◆ Testo in esame ◆
Il Pd deve affrontare i problemi derivanti dagli eventi divisivi delle ultime settimane. E di questo tempo di discussione dovrebbe approfittare anche Matteo Renzi
Caro direttore, viviamo mesi cruciali e difficili al tempo stesso. L’Europa è attraversata da tensioni fortissime, di cui vedremo i risvolti negli appuntamenti elettorali che interesseranno quest’anno anche i due più importanti Paesi dell’Ue, cioè Germania e Francia. Soffia impetuoso il vento della contestazione acritica, del “no” a tutto e tutti. In Italia negli ultimi anni un solo partito si è fatto carico quasi interamente della responsabilità di governo su scala nazionale e locale: il Partito Democratico.
È andato tutto liscio in questi anni? Certo che no. Il Pd ha preso quasi tutto sulle sue spalle, con onori ed oneri. E l’ha fatto anche, o forse soprattutto, grazie a migliaia di onesti e preparati amministratori, che si battono ogni giorno per far funzionare comuni piccoli e grandi, città metropolitane e regioni. L’ha fatto, a livello nazionale, grazie a gente seria come Giorgio Napolitano e Sergio Mattarella, Pierluigi Bersani, Enrico Letta e Paolo Gentiloni. Ma l’ha fatto grazie e soprattutto ad un leader coraggioso ed energico come Matteo Renzi.

◆ Estratti delle righe ◆
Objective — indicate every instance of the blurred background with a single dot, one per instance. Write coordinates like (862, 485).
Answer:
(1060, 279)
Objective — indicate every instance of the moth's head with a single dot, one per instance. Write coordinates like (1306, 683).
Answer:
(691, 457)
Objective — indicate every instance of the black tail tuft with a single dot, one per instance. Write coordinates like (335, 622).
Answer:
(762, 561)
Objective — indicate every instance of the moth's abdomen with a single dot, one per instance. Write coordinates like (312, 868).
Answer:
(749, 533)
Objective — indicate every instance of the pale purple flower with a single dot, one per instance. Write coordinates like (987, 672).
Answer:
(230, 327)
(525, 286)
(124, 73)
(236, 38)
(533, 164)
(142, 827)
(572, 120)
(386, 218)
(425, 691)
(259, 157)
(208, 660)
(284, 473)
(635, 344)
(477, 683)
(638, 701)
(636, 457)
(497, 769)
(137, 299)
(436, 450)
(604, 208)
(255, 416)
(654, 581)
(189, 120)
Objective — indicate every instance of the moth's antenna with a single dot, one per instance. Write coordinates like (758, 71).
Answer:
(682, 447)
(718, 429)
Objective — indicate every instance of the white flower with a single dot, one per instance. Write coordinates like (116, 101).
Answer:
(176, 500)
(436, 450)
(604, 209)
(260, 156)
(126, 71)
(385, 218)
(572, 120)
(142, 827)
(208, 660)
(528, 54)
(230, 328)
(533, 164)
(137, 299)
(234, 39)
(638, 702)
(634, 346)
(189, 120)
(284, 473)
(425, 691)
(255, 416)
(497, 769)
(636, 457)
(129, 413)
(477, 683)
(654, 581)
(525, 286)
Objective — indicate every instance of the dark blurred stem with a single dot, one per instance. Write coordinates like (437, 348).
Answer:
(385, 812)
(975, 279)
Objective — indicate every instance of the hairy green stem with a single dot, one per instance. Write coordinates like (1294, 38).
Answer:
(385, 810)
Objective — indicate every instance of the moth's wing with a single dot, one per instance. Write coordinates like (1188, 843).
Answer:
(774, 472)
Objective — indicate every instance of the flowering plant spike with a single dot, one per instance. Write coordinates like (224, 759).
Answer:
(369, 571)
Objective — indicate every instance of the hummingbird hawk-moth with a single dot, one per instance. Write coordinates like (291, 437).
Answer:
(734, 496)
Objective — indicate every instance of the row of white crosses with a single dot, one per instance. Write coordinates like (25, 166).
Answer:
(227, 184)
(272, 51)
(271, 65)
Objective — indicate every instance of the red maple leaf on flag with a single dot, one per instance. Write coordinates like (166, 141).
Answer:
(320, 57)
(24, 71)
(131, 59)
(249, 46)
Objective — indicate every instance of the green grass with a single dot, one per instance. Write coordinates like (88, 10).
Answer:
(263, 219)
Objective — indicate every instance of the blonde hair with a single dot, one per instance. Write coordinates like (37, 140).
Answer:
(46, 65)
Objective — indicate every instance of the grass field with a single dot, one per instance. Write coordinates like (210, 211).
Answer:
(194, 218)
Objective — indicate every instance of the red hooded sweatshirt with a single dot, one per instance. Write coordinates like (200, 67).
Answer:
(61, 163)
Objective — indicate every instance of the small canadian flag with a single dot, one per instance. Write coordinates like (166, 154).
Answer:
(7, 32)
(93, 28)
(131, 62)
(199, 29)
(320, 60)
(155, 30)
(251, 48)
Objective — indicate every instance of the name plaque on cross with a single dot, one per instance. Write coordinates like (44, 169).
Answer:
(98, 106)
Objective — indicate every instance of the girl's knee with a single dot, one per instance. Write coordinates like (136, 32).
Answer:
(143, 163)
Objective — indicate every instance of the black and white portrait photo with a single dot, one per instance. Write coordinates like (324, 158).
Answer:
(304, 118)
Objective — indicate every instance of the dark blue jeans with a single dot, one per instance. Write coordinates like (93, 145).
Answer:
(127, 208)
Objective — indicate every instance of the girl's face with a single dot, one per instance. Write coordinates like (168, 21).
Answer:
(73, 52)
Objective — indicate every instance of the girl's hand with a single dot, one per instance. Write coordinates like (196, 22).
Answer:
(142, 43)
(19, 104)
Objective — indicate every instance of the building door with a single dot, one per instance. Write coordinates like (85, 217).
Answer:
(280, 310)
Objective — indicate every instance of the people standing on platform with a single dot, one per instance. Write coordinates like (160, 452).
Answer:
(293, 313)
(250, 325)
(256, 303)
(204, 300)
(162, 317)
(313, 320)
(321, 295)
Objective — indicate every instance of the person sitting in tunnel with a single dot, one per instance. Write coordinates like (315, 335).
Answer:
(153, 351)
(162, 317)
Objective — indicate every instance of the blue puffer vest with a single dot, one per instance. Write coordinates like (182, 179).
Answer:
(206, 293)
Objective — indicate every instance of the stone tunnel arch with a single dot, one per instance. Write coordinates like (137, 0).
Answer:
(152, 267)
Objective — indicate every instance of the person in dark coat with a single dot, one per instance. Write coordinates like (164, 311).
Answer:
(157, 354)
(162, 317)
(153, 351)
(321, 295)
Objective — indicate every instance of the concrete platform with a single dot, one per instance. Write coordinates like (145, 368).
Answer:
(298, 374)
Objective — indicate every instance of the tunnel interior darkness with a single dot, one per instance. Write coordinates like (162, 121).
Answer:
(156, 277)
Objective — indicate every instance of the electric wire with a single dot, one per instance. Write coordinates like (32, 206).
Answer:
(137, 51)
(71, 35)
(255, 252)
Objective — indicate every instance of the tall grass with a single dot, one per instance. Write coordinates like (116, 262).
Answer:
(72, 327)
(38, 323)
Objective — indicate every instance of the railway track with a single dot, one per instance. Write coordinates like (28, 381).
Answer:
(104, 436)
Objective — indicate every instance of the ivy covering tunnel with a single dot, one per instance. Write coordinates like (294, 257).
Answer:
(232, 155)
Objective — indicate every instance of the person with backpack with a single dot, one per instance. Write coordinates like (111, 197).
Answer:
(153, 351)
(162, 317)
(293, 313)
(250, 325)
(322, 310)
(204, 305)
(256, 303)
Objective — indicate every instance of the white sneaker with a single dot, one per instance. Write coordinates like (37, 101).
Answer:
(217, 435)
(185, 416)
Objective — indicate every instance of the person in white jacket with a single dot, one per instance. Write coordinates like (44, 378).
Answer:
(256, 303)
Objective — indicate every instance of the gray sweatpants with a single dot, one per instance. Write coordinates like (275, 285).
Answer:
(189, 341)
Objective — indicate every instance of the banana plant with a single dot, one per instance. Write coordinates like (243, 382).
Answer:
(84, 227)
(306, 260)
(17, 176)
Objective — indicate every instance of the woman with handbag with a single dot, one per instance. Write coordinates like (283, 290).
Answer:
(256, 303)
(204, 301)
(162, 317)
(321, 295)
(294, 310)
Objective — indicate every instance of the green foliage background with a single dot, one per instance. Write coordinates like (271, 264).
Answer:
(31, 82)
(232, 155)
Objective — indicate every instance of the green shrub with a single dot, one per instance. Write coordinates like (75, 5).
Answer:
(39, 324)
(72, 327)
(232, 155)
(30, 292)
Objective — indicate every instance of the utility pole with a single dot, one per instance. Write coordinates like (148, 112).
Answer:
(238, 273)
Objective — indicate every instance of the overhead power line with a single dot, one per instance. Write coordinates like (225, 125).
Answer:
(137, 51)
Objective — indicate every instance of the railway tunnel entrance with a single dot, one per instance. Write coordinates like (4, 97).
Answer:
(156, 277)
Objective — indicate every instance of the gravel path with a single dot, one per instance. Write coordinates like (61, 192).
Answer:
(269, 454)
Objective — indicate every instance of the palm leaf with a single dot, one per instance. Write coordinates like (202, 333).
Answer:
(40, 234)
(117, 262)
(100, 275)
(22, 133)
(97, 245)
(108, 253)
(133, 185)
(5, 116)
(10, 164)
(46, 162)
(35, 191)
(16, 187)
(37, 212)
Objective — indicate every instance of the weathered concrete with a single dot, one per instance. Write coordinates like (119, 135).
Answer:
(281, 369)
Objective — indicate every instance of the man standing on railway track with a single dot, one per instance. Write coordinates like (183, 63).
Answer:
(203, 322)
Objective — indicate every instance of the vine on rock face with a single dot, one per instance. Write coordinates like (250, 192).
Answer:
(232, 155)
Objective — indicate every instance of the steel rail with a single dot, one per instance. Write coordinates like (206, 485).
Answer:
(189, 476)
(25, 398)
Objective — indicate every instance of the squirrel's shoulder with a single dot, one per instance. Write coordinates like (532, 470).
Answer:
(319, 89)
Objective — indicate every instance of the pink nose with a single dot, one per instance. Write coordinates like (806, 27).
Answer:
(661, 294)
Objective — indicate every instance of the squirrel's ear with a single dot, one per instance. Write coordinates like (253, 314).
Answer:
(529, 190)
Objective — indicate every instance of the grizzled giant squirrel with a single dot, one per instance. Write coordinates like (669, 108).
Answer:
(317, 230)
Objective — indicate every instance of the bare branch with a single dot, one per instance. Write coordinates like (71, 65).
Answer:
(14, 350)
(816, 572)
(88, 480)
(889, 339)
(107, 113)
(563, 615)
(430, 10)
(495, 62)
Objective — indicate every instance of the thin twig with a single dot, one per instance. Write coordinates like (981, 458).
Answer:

◆ Cosa farai ◆
**a)** Rispondi a queste domande sul testo sul Pd:
(i) Quali sono i due più importanti Paesi dell'Ue che avranno appuntamenti elettorali quest'anno?
(ii) Chi si batte ogni giorno per far funzionare comuni piccoli e grandi, città metropolitane e regioni?
(iii) Chi viene definito un leader coraggioso ed energico?
**b)** Riscrivi tutto quanto va da "Il Pd deve affrontare" fino a "il Partito Democratico." nel testo sul Pd, mettendo "Spagna" al posto di "Germania".
**c)** Scrivi il seguito del testo sul Pd, per favore, partendo dopo la sua ultima frase.

◆ Esercizi svolti ◆
**a)**
(i) Germania e Francia.
(ii) Migliaia di onesti e preparati amministratori.
(iii) Matteo Renzi.

**b)**
Il Pd deve affrontare i problemi derivanti dagli eventi divisivi delle ultime settimane. E di questo tempo di discussione dovrebbe approfittare anche Matteo Renzi
Caro direttore, viviamo mesi cruciali e difficili al tempo stesso. L’Europa è attraversata da tensioni fortissime, di cui vedremo i risvolti negli appuntamenti elettorali che interesseranno quest’anno anche i due più importanti Paesi dell’Ue, cioè Spagna e Francia. Soffia impetuoso il vento della contestazione acritica, del “no” a tutto e tutti. In Italia negli ultimi anni un solo partito si è fatto carico quasi interamente della responsabilità di governo su scala nazionale e locale: il Partito Democratico.

**c)**
Ora però siamo entrati nell’anno più critico, quello che ci condurrà alle elezioni politiche. Il progetto da portare all’attenzione degli elettori deve essere forte e ambizioso, ma deve essere ancora scritto e condiviso. Deve dire sì all’Europa, ma non a questa Europa. Deve contenere una rivoluzione fiscale nel senso dell’equità, consentendo di abbassare le aliquote attraverso il recupero delle risorse dove ci sono, introducendo, ad esempio, una ragionevole “web tax“. Deve investire risorse sulle infrastrutture vere del Paese, sulla ricerca e la formazione e per sostenere le persone indebolite dai processi innovativi.
Occorre innanzitutto dare certezze indicando come termine elettorale la scadenza naturale della legislatura nel 2018. Questi mesi, infatti, devono servire per affinare una legge elettorale che ci permetta, dopo il voto, di essere in una condizione di governabilità migliore dell’attuale e gestire una legge di bilancio delicata e decisiva per il paese.
Serve poi mettere mano a testi di legge essenziali, che vanno dal testamento biologico ed una definizione di compiti e risorse delle aree metropolitane, che così come sono rappresentano una riforma largamente incompiuta. Inoltre vi sono sfide, come la candidatura italiana a sede dell‘Ema, che necessitano di un governo nel pieno dei suoi poteri per i prossimi mesi. Cosi come molti altri progetti comuni a questa area vasta che va dal Piemonte a Milano nell’ambito dell’alta formazione, della ricerca, del turismo, del sistema finanziario e industriale e delle infrastrutture.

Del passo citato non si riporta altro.